** EXERCISE DATA follows **

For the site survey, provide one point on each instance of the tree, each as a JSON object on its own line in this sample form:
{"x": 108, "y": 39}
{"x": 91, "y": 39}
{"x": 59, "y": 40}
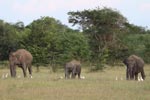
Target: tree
{"x": 10, "y": 38}
{"x": 102, "y": 26}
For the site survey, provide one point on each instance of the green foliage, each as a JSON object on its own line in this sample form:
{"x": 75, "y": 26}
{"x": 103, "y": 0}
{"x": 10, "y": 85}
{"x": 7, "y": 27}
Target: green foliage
{"x": 10, "y": 37}
{"x": 50, "y": 42}
{"x": 102, "y": 27}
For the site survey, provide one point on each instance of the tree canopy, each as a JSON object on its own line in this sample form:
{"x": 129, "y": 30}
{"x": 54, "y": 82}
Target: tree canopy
{"x": 104, "y": 37}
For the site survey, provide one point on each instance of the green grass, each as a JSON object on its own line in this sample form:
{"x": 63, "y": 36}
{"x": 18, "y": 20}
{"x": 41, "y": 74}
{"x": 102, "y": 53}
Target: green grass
{"x": 102, "y": 85}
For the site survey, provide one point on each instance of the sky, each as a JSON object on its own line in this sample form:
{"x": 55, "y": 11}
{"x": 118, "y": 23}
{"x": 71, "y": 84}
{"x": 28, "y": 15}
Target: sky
{"x": 136, "y": 11}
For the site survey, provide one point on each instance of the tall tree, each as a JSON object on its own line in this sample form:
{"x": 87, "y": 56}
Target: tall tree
{"x": 102, "y": 26}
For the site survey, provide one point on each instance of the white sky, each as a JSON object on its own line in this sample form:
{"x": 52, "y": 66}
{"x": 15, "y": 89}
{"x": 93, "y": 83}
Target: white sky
{"x": 136, "y": 11}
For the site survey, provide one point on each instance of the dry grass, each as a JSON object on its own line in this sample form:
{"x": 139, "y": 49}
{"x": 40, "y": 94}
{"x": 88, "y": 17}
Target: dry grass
{"x": 45, "y": 85}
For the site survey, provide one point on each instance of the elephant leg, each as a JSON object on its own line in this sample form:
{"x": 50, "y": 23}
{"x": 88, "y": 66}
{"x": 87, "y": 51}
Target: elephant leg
{"x": 30, "y": 71}
{"x": 67, "y": 73}
{"x": 136, "y": 76}
{"x": 79, "y": 75}
{"x": 73, "y": 73}
{"x": 13, "y": 71}
{"x": 127, "y": 74}
{"x": 24, "y": 68}
{"x": 143, "y": 74}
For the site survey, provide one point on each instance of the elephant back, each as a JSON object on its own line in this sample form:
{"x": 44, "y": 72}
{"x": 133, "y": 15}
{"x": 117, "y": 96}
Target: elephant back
{"x": 23, "y": 55}
{"x": 139, "y": 61}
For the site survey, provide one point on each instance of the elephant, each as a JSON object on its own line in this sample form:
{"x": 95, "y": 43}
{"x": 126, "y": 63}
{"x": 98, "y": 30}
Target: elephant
{"x": 134, "y": 65}
{"x": 74, "y": 68}
{"x": 21, "y": 58}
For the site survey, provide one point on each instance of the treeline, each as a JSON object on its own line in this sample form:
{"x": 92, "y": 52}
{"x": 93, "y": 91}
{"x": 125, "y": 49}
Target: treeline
{"x": 104, "y": 37}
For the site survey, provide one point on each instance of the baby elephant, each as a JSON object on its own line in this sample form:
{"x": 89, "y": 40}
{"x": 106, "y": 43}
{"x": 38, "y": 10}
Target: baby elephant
{"x": 74, "y": 68}
{"x": 134, "y": 65}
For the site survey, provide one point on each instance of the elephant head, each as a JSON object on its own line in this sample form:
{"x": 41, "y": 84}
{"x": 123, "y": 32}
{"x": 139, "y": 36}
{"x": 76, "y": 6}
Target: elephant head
{"x": 134, "y": 65}
{"x": 21, "y": 58}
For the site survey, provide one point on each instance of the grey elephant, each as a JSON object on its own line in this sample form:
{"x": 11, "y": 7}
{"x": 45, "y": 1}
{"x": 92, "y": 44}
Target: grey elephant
{"x": 21, "y": 58}
{"x": 72, "y": 69}
{"x": 134, "y": 65}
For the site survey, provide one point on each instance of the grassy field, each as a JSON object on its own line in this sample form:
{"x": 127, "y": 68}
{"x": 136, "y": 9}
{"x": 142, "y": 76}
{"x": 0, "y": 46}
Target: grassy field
{"x": 102, "y": 85}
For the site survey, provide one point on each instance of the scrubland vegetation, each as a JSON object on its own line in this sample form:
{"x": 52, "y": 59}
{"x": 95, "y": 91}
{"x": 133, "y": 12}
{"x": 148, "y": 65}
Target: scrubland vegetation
{"x": 101, "y": 85}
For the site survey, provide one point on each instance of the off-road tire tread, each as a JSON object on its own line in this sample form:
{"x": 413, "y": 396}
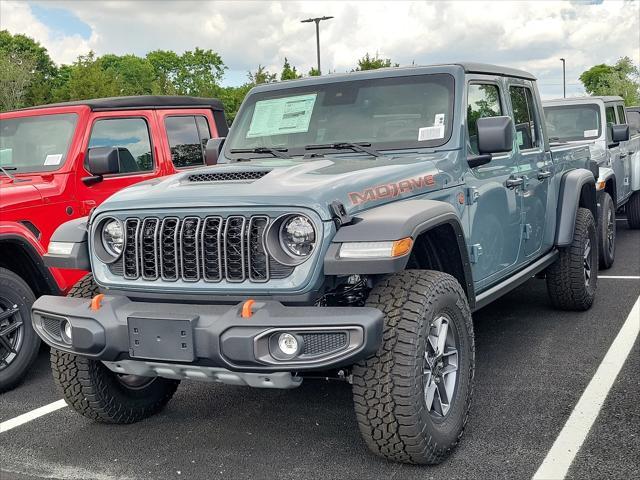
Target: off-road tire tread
{"x": 84, "y": 383}
{"x": 633, "y": 211}
{"x": 565, "y": 277}
{"x": 605, "y": 261}
{"x": 387, "y": 402}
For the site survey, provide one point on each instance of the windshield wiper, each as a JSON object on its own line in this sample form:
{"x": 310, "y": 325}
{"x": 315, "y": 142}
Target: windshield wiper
{"x": 356, "y": 147}
{"x": 276, "y": 152}
{"x": 4, "y": 170}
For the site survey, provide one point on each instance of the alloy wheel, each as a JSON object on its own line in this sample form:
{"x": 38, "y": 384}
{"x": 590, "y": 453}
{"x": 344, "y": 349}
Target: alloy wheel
{"x": 440, "y": 367}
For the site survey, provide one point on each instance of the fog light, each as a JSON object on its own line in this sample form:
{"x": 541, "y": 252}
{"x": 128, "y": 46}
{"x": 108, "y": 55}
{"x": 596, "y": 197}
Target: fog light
{"x": 66, "y": 331}
{"x": 288, "y": 344}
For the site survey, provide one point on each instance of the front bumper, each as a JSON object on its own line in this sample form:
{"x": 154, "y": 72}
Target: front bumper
{"x": 209, "y": 336}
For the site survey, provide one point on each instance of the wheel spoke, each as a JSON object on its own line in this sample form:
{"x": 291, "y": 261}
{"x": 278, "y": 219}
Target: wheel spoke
{"x": 9, "y": 312}
{"x": 430, "y": 392}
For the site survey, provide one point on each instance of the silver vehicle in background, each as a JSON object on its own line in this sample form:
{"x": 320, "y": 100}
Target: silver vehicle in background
{"x": 601, "y": 122}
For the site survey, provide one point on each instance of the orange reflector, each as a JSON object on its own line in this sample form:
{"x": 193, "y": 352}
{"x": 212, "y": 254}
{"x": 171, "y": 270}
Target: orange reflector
{"x": 401, "y": 247}
{"x": 246, "y": 308}
{"x": 96, "y": 302}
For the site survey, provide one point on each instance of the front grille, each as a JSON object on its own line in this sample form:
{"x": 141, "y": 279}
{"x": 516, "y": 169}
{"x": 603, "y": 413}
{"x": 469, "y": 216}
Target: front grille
{"x": 321, "y": 343}
{"x": 194, "y": 248}
{"x": 228, "y": 176}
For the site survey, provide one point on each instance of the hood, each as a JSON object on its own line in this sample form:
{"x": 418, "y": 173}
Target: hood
{"x": 358, "y": 183}
{"x": 17, "y": 194}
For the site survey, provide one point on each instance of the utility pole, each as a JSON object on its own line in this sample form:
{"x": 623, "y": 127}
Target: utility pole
{"x": 317, "y": 21}
{"x": 564, "y": 79}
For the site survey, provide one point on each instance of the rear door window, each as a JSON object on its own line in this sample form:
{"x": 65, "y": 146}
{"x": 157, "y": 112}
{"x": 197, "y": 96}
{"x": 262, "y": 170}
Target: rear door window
{"x": 483, "y": 100}
{"x": 130, "y": 134}
{"x": 187, "y": 137}
{"x": 524, "y": 118}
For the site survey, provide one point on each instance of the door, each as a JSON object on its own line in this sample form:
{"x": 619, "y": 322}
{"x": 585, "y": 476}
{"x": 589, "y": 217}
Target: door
{"x": 535, "y": 167}
{"x": 495, "y": 214}
{"x": 139, "y": 161}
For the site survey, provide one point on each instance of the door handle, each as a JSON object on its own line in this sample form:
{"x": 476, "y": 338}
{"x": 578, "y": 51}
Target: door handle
{"x": 513, "y": 182}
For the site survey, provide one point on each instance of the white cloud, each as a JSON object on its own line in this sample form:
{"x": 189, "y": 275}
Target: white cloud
{"x": 530, "y": 35}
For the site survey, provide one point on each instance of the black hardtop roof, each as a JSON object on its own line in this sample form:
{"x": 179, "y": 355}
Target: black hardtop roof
{"x": 141, "y": 102}
{"x": 468, "y": 67}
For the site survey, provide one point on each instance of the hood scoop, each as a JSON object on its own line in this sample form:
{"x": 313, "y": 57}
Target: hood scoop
{"x": 241, "y": 176}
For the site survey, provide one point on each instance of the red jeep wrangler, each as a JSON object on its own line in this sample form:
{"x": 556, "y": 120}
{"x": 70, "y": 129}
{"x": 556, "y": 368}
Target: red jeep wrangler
{"x": 47, "y": 177}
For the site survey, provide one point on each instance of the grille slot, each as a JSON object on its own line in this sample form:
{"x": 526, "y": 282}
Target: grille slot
{"x": 321, "y": 343}
{"x": 194, "y": 248}
{"x": 189, "y": 248}
{"x": 130, "y": 254}
{"x": 228, "y": 176}
{"x": 149, "y": 248}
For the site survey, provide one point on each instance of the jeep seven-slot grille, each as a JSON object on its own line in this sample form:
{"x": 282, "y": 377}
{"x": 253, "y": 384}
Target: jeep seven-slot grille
{"x": 194, "y": 248}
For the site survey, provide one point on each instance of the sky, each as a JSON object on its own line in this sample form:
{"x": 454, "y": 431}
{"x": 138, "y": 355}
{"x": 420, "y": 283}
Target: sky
{"x": 529, "y": 35}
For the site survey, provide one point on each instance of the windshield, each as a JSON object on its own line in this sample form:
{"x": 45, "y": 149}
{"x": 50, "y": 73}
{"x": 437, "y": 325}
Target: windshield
{"x": 387, "y": 113}
{"x": 35, "y": 144}
{"x": 567, "y": 123}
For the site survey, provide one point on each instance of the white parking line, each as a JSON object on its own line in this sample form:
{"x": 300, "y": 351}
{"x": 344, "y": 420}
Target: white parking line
{"x": 32, "y": 415}
{"x": 575, "y": 431}
{"x": 621, "y": 277}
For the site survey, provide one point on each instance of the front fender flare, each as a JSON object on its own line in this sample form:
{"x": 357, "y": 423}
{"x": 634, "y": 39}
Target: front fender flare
{"x": 577, "y": 187}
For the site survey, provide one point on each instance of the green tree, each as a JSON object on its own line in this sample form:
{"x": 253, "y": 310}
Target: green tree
{"x": 621, "y": 79}
{"x": 22, "y": 50}
{"x": 288, "y": 72}
{"x": 372, "y": 63}
{"x": 15, "y": 79}
{"x": 135, "y": 75}
{"x": 261, "y": 75}
{"x": 87, "y": 79}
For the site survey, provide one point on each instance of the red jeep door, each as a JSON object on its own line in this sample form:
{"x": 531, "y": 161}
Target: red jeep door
{"x": 132, "y": 130}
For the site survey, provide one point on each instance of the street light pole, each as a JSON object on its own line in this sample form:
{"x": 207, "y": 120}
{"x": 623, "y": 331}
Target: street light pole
{"x": 317, "y": 21}
{"x": 564, "y": 79}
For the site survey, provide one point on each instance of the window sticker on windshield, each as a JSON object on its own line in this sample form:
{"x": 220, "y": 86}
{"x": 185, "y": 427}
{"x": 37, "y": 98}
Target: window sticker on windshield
{"x": 431, "y": 133}
{"x": 282, "y": 115}
{"x": 53, "y": 159}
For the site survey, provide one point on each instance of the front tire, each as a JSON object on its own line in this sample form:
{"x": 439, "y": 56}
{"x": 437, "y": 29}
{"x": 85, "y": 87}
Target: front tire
{"x": 96, "y": 392}
{"x": 607, "y": 232}
{"x": 573, "y": 278}
{"x": 19, "y": 343}
{"x": 412, "y": 398}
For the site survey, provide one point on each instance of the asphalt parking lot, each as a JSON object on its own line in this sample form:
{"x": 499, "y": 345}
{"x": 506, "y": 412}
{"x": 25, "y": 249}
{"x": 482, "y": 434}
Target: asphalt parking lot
{"x": 533, "y": 364}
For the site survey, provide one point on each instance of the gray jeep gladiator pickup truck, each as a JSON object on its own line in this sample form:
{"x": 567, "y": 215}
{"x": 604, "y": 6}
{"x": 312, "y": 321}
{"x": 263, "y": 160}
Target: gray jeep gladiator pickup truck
{"x": 350, "y": 227}
{"x": 601, "y": 123}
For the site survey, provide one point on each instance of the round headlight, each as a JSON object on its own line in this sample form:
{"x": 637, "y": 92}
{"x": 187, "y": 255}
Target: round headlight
{"x": 297, "y": 235}
{"x": 113, "y": 237}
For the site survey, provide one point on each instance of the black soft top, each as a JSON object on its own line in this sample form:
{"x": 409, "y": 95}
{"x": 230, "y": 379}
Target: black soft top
{"x": 142, "y": 102}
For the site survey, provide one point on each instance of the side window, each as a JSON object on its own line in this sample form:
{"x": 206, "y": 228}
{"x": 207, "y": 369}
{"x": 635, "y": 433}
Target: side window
{"x": 634, "y": 121}
{"x": 610, "y": 115}
{"x": 187, "y": 136}
{"x": 524, "y": 117}
{"x": 483, "y": 101}
{"x": 621, "y": 118}
{"x": 131, "y": 134}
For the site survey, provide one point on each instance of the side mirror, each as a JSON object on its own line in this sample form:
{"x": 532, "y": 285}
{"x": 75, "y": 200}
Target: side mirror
{"x": 619, "y": 133}
{"x": 103, "y": 161}
{"x": 212, "y": 150}
{"x": 495, "y": 135}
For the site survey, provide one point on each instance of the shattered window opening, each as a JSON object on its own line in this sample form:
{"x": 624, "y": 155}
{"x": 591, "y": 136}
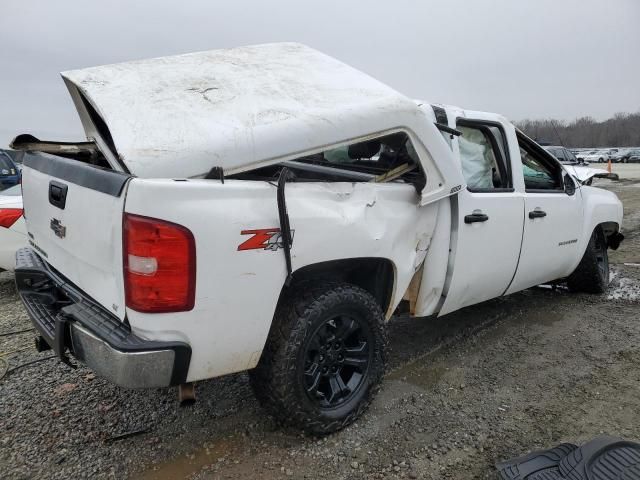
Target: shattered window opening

** End of EXERCISE DATA **

* TO DO: Filter the entries above down to the lines that hold the word "shattered", and copy those lines.

* FINAL ANSWER:
For the site survey, provide one point on each instance of the shattered window opening, each as a JSON object on its own line in this sample form:
Target: shattered window opening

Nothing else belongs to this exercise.